• _Given data_:
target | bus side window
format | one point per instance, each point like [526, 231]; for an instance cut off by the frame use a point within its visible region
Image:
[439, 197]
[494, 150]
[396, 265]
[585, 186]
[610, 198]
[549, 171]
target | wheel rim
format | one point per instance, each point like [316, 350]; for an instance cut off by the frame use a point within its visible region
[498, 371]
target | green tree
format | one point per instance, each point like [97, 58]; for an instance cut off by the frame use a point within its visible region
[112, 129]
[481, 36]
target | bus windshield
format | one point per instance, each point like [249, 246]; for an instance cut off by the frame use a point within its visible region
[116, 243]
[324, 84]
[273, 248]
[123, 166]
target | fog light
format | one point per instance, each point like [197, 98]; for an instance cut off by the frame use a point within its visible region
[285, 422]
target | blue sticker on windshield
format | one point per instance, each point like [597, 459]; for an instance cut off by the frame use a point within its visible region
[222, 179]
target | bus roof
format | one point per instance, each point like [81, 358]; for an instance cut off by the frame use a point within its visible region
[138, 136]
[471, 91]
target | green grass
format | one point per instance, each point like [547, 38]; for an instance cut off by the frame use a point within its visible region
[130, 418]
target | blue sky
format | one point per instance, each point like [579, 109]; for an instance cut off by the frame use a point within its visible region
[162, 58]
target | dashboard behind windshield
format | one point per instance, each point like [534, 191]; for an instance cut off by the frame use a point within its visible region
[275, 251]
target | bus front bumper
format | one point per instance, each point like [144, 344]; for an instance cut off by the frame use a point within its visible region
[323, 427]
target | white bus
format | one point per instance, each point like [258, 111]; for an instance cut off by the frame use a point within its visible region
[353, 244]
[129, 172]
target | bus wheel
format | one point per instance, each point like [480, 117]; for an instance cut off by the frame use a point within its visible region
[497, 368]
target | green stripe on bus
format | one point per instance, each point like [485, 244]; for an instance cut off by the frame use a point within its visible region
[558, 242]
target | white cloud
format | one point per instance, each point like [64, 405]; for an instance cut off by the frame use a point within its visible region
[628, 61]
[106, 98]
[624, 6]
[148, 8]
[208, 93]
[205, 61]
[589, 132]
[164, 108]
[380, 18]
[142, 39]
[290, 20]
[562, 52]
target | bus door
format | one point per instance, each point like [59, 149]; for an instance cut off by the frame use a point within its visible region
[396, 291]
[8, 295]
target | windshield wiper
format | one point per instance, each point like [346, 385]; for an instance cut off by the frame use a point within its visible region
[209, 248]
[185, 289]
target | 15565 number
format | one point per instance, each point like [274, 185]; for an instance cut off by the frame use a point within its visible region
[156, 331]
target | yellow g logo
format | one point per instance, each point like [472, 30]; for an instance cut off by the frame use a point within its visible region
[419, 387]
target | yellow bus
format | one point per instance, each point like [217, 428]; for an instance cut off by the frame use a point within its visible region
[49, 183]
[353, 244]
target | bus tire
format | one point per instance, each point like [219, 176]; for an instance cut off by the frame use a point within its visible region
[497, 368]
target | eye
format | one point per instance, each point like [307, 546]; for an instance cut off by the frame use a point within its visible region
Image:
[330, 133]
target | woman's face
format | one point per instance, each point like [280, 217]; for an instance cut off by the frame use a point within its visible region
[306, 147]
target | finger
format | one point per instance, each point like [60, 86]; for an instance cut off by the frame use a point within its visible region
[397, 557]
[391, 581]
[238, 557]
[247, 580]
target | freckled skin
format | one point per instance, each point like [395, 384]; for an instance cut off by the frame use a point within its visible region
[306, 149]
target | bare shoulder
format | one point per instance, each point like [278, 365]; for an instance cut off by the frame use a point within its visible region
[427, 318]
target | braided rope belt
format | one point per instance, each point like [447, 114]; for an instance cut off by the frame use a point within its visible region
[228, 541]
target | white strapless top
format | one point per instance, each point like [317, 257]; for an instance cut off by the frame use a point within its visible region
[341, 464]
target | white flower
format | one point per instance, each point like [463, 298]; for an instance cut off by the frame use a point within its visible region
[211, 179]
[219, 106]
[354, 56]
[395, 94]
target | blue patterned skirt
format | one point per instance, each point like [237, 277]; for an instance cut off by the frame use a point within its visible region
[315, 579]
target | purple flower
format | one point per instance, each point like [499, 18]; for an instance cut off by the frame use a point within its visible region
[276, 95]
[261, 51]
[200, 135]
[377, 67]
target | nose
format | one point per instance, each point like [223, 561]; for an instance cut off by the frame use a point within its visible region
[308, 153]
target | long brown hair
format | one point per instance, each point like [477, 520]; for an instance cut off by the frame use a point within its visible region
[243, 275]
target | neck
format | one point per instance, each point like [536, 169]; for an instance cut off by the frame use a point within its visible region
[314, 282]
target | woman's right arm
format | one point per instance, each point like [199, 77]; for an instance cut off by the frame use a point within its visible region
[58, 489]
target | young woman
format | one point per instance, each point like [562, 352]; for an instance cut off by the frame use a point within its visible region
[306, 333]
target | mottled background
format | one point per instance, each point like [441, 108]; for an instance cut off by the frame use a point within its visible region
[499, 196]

--

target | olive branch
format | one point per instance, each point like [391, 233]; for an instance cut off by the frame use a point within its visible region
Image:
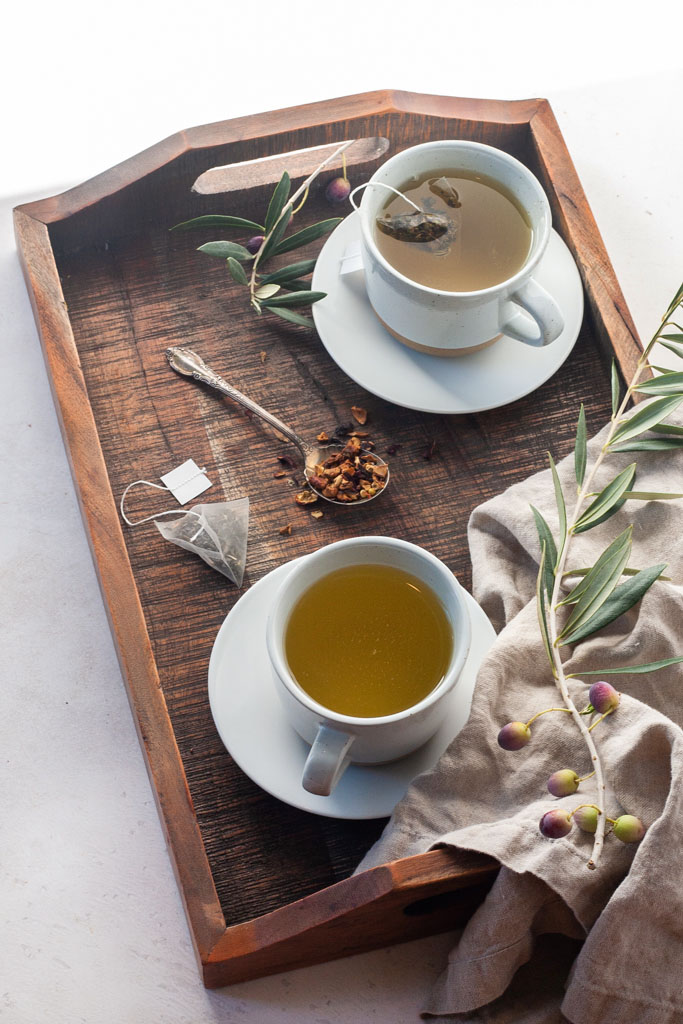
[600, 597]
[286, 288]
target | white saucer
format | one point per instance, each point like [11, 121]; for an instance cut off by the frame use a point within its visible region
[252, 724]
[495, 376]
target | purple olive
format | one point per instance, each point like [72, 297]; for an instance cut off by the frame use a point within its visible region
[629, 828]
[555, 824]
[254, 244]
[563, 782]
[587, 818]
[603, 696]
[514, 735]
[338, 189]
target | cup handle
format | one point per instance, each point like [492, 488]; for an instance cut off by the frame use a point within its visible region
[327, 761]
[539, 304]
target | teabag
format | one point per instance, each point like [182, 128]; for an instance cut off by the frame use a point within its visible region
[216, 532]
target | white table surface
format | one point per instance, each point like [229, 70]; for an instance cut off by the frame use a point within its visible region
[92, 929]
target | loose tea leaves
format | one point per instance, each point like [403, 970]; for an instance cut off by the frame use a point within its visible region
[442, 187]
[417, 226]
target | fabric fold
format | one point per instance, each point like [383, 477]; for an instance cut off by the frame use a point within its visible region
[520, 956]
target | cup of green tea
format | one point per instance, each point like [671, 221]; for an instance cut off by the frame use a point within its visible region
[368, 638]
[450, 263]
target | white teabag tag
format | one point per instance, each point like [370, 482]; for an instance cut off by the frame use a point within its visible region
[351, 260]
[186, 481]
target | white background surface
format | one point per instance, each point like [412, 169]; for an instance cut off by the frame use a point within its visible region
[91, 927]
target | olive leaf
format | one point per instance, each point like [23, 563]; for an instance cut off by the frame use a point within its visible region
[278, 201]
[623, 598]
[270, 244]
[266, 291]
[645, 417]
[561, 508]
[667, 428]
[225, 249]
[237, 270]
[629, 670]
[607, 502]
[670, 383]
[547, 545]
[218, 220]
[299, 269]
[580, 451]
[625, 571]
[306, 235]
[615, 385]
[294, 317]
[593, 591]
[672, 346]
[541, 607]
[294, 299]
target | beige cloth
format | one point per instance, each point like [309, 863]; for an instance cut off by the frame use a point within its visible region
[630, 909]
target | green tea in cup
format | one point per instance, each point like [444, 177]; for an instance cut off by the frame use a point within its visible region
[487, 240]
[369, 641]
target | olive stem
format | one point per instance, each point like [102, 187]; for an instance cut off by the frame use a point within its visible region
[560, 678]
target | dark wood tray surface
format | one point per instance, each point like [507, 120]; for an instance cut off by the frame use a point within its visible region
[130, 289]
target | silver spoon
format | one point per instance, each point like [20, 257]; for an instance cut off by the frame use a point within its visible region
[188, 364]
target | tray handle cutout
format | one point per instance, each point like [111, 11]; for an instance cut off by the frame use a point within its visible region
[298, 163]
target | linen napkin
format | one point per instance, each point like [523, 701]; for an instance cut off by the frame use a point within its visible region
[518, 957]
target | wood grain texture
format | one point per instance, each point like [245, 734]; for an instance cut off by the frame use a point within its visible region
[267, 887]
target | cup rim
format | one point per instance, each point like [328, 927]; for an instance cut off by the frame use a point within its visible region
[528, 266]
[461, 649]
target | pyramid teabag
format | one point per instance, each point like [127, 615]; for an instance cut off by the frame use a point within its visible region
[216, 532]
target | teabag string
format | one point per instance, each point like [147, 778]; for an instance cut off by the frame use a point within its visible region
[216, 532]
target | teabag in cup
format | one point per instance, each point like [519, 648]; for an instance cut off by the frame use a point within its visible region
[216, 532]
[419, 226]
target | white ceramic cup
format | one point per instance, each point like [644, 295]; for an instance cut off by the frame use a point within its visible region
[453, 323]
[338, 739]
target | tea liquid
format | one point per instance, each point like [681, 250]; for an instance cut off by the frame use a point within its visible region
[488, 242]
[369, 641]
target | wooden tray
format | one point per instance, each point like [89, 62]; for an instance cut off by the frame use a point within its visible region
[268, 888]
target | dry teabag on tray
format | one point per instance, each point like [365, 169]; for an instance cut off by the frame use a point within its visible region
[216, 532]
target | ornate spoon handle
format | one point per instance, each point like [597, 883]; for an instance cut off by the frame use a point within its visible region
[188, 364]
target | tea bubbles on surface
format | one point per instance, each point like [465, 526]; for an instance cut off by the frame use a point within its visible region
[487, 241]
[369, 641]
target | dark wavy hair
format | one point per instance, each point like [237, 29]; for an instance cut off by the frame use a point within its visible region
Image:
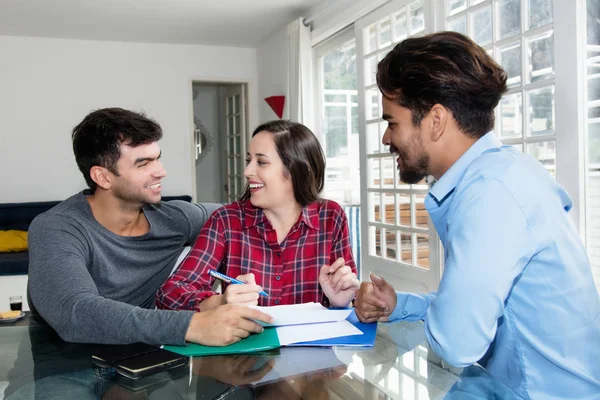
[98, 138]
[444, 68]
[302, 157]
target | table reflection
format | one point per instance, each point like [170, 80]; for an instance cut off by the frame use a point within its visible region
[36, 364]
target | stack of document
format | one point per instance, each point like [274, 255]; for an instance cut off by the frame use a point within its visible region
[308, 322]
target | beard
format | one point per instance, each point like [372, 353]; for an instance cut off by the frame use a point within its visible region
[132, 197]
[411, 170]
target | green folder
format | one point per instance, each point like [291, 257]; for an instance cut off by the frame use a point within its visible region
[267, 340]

• _Given exercise_:
Pick out every line of the data above that contains the word "table" and copy each one. Case counts.

• _Task solution_:
target | white table surface
target | table reflection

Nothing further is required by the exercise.